Theis: $$s(r, t) = \frac{Q} {4 \pi kD} {\mathtt{W}(u)}, \,\,\,\,u=\frac{r^2 S}{4 kD \,t}$$

Hantush $$s(r, t) = \frac{Q} {4 \pi kD} \mathtt{W}_h\left(u, \frac r {\lambda}\right), \,\,\,\,u=\frac{r^2 S}{4 kD \,t}$$

where

$$\mathtt{W}(u) = \mathtt{expint}(u) = \intop_u^\infty \frac {e^{-y}} {y} dy = -\gamma - \ln u + u - \frac {u^2}{2\times 2!} + \frac{u_3}{3 \times 3!} - \frac{u^4}{4\times4!}+...$$$$\gamma=0.577216...$$

and

$$\mathtt{W}_h\left(u, \frac r \lambda\right) = \intop_u^\infty \frac {e^ {-y - \frac {\left(\frac {r}{2 \lambda}\right)^2} {y} }}{y} dy,\,\,\,\,\,\lambda=\sqrt{kD c}$$

The exponential integral is available in the scipy library as scipy.special.exp1

$$\mathtt{exp1}(z) = \intop_1^\infty \frac{e^{-zt}} t dt = \intop_z^\infty \frac {e^{-y}} y dy$$

In [83]:
import numpy as np
import matplotlib.pyplot as plt
from scipy.special import exp1, k0 as K0, j0 as J0, j1 as J1, y0 as Y0, y1 as Y1
from numpy.random import randn
import pandas as pd
import pdb

Convenience function newfig()

============

• TASK INSTRUCTIONS: Carry on the text about the Theis and Hantush well functions, picking up after its last line, "Convenience function newfig()". The material after this note is not needed.

(Coordinate annotation records)
============

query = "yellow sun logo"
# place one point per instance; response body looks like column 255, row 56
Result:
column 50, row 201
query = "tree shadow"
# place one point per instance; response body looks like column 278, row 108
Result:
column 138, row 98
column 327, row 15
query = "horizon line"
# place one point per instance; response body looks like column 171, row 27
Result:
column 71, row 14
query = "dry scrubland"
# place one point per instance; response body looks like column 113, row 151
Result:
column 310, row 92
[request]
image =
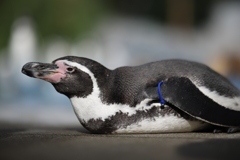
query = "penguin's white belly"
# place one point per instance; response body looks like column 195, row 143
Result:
column 168, row 123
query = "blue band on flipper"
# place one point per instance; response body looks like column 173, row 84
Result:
column 162, row 101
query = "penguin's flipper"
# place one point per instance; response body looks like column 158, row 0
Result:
column 185, row 95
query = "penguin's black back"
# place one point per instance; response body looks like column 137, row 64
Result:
column 128, row 85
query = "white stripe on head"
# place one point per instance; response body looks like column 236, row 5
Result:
column 92, row 107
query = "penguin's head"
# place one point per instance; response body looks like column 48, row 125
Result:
column 71, row 76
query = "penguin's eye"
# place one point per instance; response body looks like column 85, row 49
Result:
column 70, row 69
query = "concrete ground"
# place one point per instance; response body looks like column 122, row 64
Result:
column 74, row 142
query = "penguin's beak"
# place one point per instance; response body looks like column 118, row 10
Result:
column 46, row 71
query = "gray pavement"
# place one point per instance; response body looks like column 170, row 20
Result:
column 74, row 142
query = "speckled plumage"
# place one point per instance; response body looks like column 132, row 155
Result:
column 125, row 100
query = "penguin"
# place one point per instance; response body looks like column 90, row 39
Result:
column 164, row 96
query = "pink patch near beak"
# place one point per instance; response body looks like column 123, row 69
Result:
column 58, row 75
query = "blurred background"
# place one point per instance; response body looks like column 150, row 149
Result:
column 112, row 32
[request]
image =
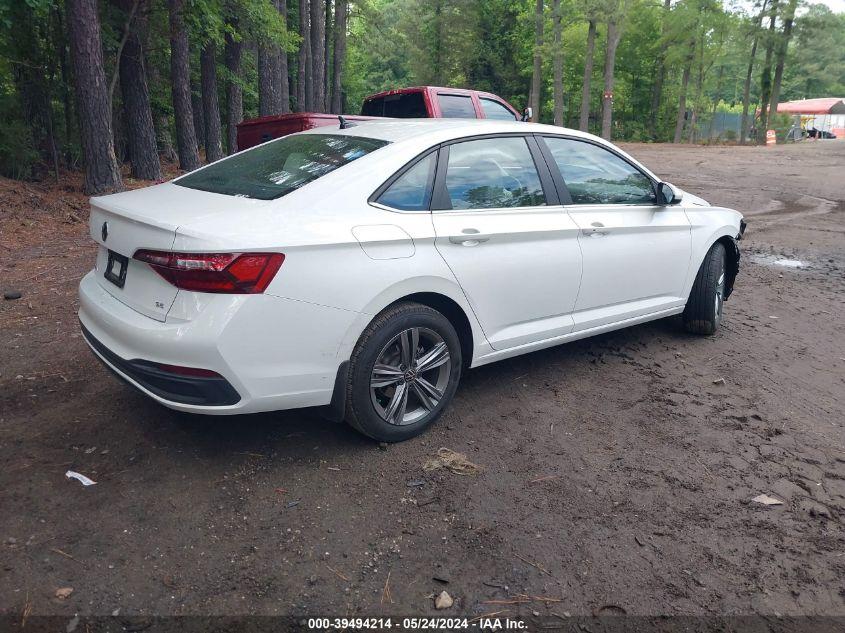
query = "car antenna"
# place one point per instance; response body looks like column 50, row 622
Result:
column 344, row 123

============

• ANSWER FOR THIS EXERCISE:
In [2]:
def newfig(title='no title', xlabel='t [d]', ylabel='s [m]', xlim=None, ylim=None,
               xscale='linear', yscale='linear', size_inches=(14, 6)):
    fig, ax = plt.subplots()
    fig.set_size_inches(size_inches)
    ax.grid(True)
    ax.set_xscale(xscale)
    ax.set_yscale(yscale)
    ax.set_title(title)
    ax.set_xlabel(xlabel)
    ax.set_ylabel(ylabel)
    if xlim:
        ax.set_xlim(xlim)
    if ylim:
        ax.set_ylim(ylim)
    return ax

Just compute drawdown according to Theis as a function of distance for different times

This is a direct application of the exponential integral. Most lines are used to defined the values of the parameters and plot the results. The loop run over the times for which a line in the graph is desired.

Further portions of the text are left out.